── Source data

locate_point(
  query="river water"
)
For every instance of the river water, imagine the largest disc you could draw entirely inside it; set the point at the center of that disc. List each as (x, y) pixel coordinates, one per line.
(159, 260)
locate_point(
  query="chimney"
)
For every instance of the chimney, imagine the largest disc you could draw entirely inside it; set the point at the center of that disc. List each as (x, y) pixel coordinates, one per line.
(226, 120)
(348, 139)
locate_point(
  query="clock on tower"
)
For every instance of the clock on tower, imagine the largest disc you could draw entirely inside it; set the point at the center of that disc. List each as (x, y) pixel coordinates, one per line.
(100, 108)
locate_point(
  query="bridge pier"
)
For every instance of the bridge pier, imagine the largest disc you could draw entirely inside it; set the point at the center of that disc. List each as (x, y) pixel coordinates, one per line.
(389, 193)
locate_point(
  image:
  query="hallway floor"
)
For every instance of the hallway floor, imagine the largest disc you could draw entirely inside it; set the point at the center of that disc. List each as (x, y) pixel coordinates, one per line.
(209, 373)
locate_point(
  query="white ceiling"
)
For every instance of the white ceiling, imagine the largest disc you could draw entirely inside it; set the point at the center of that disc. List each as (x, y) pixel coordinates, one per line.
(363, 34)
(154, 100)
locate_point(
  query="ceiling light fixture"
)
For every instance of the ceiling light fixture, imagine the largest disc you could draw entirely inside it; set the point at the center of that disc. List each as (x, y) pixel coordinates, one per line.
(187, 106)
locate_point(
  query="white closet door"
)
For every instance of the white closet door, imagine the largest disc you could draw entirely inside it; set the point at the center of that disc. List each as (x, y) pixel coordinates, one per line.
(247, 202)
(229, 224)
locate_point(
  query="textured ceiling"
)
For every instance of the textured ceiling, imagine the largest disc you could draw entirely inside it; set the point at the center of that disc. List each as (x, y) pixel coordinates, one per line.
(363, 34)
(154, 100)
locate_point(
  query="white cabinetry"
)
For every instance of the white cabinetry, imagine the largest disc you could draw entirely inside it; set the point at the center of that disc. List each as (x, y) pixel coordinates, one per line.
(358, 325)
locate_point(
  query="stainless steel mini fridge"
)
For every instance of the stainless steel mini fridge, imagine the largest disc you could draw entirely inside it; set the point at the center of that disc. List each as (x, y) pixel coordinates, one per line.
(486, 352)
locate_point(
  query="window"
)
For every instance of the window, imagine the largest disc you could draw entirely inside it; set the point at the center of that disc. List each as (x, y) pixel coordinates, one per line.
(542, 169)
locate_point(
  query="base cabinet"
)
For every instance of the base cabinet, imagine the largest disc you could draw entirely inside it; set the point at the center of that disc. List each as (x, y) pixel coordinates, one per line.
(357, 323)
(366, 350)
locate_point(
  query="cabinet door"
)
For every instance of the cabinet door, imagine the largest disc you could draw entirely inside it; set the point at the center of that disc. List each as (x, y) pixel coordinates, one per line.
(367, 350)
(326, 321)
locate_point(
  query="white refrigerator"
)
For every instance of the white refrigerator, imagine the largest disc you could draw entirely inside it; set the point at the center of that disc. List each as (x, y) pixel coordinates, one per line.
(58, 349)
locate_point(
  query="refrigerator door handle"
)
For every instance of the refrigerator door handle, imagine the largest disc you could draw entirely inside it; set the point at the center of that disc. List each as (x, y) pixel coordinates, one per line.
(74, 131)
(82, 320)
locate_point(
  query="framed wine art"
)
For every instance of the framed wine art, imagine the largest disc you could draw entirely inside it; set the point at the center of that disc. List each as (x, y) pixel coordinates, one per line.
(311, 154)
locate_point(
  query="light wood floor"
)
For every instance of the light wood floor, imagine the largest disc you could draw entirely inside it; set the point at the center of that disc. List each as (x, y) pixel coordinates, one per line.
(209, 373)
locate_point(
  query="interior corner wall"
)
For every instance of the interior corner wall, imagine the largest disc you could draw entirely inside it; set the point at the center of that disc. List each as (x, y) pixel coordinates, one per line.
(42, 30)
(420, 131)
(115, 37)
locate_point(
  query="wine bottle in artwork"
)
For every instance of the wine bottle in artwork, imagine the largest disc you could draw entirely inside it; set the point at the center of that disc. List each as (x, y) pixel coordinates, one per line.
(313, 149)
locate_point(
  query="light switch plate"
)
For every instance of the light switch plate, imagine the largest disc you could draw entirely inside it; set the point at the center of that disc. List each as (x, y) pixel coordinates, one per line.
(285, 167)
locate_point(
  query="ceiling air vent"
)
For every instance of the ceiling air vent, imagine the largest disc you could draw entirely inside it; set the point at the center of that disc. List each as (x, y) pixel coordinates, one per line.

────

> **Description of the task**:
Which lines hold the string "vent"? Copy all of them from the data above.

> **Exercise output**:
  query="ceiling air vent"
For every instance of the ceiling air vent, imagine the largest disc you could draw entirely inside it; set the point at the center of that disc. List each as (x, y) pixel coordinates, one per line.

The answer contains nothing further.